Text provided:
## Begin

May 14, 2025By Davos Pham4 min readView as Markdown


In March 2025, the Trump administration unexpectedly reimposed a 25% tariff on imported steel and aluminum, reviving a policy initially introduced during his first term in 2018. According to documents submitted to the World Trade Organization (WTO), India alone is affected with up to $7.6 billion worth of goods now subject to the tariff, amounting to approximately $1.9 billion in duties.
New Delhi quickly requested consultations under the WTO’s Agreement on Safeguards (SG), but the U.S. rejected the request, arguing the tariffs were not “safeguard measures” but rather actions taken for “national security” reasons.
This invocation of national security to bypass international trade rules has long been controversial within the WTO framework and raises concerns that it could set a precedent for other countries to erect trade barriers under similar justifications.

On May 12, 2025, India notified the WTO that it is considering revoking trade concessions and commitments under WTO rules, in favor of imposing retaliatory tariffs on U.S.-origin goods.
While specific products have not yet been named, analysts see this as a preemptive move designed to apply pressure ahead of further bilateral trade negotiations.
This is not the first time trade tensions have flared between the two nations. In 2018–2019, the Trump administration’s tariffs on aluminum and steel triggered India’s retaliation with additional duties on 28 U.S. products, including almonds, apples, walnuts, and technology goods. These disputes were later resolved under President Joe Biden through dialogue and WTO mechanisms.
Currently, Washington and New Delhi are negotiating a comprehensive free trade agreement, with hopes of finalizing the deal by this fall. However, India’s retaliation may derail the talks, according to experts.
Ajay Srivastava, founder of the Global Trade Research Initiative, warned:
“India reintroducing tariff threats in the middle of ongoing negotiations introduces greater uncertainty and reduces the likelihood of consensus on key terms.”

## End

Point labeling examples
## Begin

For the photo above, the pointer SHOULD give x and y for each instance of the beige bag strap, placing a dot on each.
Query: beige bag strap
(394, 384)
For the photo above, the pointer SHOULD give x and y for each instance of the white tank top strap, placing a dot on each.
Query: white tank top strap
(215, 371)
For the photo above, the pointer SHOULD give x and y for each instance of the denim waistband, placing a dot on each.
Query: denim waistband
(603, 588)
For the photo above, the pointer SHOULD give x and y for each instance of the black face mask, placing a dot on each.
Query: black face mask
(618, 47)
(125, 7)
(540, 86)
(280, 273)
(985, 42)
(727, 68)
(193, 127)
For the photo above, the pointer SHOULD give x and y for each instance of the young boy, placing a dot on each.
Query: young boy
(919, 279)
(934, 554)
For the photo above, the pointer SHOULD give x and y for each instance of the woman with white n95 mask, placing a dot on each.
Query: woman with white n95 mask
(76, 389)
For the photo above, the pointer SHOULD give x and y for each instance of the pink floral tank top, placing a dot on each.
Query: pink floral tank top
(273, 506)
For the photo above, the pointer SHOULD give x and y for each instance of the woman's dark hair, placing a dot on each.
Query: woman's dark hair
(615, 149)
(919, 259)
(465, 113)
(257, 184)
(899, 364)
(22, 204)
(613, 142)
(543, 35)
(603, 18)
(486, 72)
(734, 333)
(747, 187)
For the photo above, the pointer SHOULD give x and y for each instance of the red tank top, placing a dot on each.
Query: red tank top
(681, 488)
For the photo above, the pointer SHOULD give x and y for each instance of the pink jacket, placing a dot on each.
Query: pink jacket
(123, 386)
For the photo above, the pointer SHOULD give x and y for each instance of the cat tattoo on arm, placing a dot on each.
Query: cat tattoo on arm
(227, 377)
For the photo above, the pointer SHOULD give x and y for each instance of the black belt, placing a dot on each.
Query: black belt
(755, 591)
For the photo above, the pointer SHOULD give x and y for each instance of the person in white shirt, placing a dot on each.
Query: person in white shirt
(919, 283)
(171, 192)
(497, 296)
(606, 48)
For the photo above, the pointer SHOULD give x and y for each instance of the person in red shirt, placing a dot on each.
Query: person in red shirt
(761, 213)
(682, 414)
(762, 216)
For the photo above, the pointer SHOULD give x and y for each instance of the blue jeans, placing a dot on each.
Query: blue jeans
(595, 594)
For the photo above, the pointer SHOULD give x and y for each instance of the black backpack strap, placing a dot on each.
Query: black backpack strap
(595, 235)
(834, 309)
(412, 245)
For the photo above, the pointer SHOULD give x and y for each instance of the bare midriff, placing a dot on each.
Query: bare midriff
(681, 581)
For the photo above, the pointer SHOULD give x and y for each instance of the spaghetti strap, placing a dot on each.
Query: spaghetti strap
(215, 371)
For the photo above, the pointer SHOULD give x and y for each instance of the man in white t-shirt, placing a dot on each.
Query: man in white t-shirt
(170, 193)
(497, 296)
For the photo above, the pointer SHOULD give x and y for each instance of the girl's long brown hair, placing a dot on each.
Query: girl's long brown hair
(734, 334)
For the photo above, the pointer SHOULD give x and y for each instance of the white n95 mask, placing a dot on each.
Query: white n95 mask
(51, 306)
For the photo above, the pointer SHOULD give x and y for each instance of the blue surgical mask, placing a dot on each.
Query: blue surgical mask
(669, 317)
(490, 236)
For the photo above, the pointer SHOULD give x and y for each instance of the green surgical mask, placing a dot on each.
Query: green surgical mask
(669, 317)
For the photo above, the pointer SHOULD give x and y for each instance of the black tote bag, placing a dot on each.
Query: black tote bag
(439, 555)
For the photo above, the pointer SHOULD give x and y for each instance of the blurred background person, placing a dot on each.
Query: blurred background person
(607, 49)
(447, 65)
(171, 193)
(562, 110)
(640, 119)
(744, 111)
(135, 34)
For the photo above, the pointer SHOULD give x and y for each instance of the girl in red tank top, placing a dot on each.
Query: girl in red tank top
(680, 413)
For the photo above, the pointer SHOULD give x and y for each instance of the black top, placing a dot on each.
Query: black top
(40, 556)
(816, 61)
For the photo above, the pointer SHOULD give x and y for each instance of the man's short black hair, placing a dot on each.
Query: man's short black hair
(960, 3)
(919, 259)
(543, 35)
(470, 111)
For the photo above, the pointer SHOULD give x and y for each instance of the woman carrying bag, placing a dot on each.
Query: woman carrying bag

## End

Exercise set:
(a) In the article on U.S. tariffs and India, on how many U.S. products did India impose additional duties in 2018–2019?
(b) Print the part of the tariff article that opens with the words containing "On May 12, 2025, India" and closes with "on U.S.-origin goods.".
(c) Carry on the article about U.S. steel and aluminum tariffs and India's response from where it stops.

Outputs for the tasks:
(a) 28 U.S. products

(b)
On May 12, 2025, India notified the WTO that it is considering revoking trade concessions and commitments under WTO rules, in favor of imposing retaliatory tariffs on U.S.-origin goods.

(c)
The U.S. has also expressed criticism, with former President Trump previously calling India “a tariff king” and accusing it of having “the highest tariffs in the world.” This rhetoric further diminishes hopes for a breakthrough trade deal between the two countries.
Despite the high U.S. tariffs, data from India’s Directorate General of Foreign Trade shows that the American market represents only about 3% of India’s steel exports. Major Indian steel producers such as JSW Steel, Vedanta, and Tata Steel have limited exposure to the U.S. market, ranging between 2–10%.
This relatively low dependency helps India mitigate risks from single-market exposure and accelerates its export diversification strategy. Recently, India signed a trade deal with the United Kingdom, under which 99.1% of Indian goods will enter the UK tariff-free.
Additionally, India introduced a temporary 12% tariff last month on low-cost steel imports—mainly from China—to protect its domestic manufacturers. This move reflects a broader restructuring of India's trade policy in the steel sector, balancing export growth with control over foreign imports.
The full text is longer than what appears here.